• Source text
==============================

No decrease in the number of Directors constituting the Board will shorten the term of an incumbent
Director.
12. Removal. Subject to the rights, if any, of the holders of any series of Preferred Stock
to elect additional Directors under circumstances specified in a Preferred Stock Designation, any
Director may be removed from office by the stockholders only for cause and only in the manner
provided in the Certificate of Incorporation and, if applicable, any amendment to this By-Law 12.
13. Nominations of Directors; Election. (a) Subject to the rights, if any, of the holders of
any series of Preferred Stock to elect additional Directors under circumstances specified in a
Preferred
Stock Designation, only persons who are nominated in accordance with the following procedures will
be eligible for election at a meeting of stockholders as Directors of the Company.
(b) Nominations of persons for election as Directors of the Company may be made only at an
annual meeting of stockholders (i) by or at the direction of the Board or (ii) by any stockholder
who is a stockholder of record at the time of giving of notice provided for in this By-Law 13, who
is entitled to vote for the election of Directors at such meeting, and who complies with the
procedures set forth in this By-Law 13. All nominations by stockholders must be made pursuant to
timely notice in proper written form to the Secretary.

==============================

• Entries provided
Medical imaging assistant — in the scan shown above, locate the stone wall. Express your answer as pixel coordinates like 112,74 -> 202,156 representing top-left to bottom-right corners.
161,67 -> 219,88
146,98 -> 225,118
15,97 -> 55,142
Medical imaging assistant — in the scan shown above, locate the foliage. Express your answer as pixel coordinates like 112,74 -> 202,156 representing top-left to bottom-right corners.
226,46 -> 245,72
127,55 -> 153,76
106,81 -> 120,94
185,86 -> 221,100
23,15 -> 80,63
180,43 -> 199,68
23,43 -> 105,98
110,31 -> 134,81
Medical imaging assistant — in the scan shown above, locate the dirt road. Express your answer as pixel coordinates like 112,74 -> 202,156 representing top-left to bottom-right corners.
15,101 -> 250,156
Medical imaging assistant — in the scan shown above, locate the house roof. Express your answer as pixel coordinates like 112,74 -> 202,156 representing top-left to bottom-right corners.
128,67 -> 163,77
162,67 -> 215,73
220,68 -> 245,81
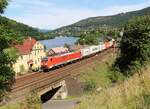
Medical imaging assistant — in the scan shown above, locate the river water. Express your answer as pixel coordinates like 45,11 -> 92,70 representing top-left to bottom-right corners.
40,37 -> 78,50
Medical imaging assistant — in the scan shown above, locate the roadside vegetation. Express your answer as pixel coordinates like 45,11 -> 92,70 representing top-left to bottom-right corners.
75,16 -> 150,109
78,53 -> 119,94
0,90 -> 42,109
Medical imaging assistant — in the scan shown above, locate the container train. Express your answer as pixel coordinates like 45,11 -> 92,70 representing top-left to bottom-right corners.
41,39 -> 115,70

==============================

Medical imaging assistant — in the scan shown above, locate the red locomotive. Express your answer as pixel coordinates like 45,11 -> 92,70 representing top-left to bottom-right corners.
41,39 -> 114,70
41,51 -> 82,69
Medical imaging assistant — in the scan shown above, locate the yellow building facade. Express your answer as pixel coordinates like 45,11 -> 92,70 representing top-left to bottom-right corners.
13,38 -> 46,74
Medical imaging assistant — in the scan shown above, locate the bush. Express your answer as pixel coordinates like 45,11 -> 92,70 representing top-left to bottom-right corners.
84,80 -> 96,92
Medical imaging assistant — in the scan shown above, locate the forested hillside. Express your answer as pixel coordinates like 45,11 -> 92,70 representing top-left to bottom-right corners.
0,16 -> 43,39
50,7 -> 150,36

==============================

• Challenge A
Reproduce the passage of the by-law excerpt that begins at the words "12. Removal. Subject" and stops after the words "of the Company.".
• Challenge B
According to the by-law excerpt, to whom must stockholders send notice of their nominations, and in what form?
• Challenge C
Translate this sentence from the by-law excerpt into French: "No decrease in the number of Directors constituting the Board will shorten the term of an incumbent Director."

• Correct response A
12. Removal. Subject to the rights, if any, of the holders of any series of Preferred Stock
to elect additional Directors under circumstances specified in a Preferred Stock Designation, any
Director may be removed from office by the stockholders only for cause and only in the manner
provided in the Certificate of Incorporation and, if applicable, any amendment to this By-Law 12.
13. Nominations of Directors; Election. (a) Subject to the rights, if any, of the holders of
any series of Preferred Stock to elect additional Directors under circumstances specified in a
Preferred
Stock Designation, only persons who are nominated in accordance with the following procedures will
be eligible for election at a meeting of stockholders as Directors of the Company.

• Correct response B
To the Secretary, in timely notice in proper written form.

• Correct response C
Aucune diminution du nombre d'Administrateurs composant le Conseil n'écourtera le mandat d'un Administrateur en exercice.